*** SELECTED PASSAGE
Now that we have confirmed that a lack of vectorization is the cause of this code bottleneck, we can turn to the code itself to see what options are available to remedy this problem. The pseudocode for the Riemann solver in Nyx takes the following form:
subroutine riemannus() ! declare lots of scalar temporary variables to save temporary values for ! each complete iteration of the i loop do k = klo, khi do j = jlo, jhi do i = ilo, ihi ! calculate left and right gas velocities ! lots of sanity checks for gas pressure and internal energy ! lots of if/then/else's to make sure we use sane values call analriem(gas_velocities, misc_gas_data) ! returns new pressure and velocity from analytic Riemann solver ! lots of postprocessing if/then/else's ! calculate shock velocity ! calculate fluxes end do end do end do end subroutine riemannus
This loop is hundreds of line long, and contains a great deal of branching due to if/then/else's which are used to ensure the Riemann solver uses physically consistent values. The analriem
routine is also complicated, although it is smaller than riemannus
:
subroutine analriem(gas_velocities, misc_gas_data) ! set up lots of auxiliary variables derived from gas velocity, pressure, etc. do i = 1, 3, ! iterate on the new values of pressure and density 3 times to ensure they've converged end do end subroutine analriem
As a result of this code complexity, compilers are unable to vectorize any layer of the outer (i, j, k)
loop in riemannus
, even though the Riemann solver does not require values from any grid points other than (i, j, k)
itself. The entire Riemann solver, then, is executed serially, leading to a severe bottleneck in the overall execution of the Nyx code. Additionally, even if a compiler was smart enough to generate vectorized versions of this loop, the heavy use of if/then/else inside the loop would inhibit performance due to a high degree of branch mispredicts. Furthermore, many compilers are extremely cautious or unwilling entirely to vectorize function calls inside loops, such as the call to analriem
inside the loop in riemannus
.
******
*** DATASET ROWS
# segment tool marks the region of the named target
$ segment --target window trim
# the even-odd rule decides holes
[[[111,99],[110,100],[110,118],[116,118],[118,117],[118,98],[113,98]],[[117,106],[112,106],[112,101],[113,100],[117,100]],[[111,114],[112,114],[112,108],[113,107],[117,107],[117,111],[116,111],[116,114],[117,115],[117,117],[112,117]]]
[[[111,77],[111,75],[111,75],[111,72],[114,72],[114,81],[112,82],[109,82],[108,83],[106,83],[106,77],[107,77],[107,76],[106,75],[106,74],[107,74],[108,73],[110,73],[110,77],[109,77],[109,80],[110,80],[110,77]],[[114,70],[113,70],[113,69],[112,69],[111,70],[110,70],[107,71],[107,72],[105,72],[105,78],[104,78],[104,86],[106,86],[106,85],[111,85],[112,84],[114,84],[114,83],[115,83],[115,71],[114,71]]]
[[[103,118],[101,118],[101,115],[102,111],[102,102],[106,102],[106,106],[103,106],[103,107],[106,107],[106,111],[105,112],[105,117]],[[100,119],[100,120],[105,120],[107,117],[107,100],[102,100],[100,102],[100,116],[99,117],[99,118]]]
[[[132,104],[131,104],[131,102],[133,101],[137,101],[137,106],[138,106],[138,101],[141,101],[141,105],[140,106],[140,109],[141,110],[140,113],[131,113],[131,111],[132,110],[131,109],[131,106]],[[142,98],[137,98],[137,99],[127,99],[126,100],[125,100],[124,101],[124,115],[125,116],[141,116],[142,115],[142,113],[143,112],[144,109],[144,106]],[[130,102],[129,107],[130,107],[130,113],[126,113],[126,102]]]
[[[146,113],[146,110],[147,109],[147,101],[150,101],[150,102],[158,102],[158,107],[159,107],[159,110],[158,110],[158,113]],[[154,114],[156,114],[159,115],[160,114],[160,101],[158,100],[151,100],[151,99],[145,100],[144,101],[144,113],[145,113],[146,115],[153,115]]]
******
» **GIVEN REQUEST**: In the passage on the Nyx Riemann solver, how many times does analriem iterate on the new pressure and density values?

» **EXERCISE SOLUTION**: Three times.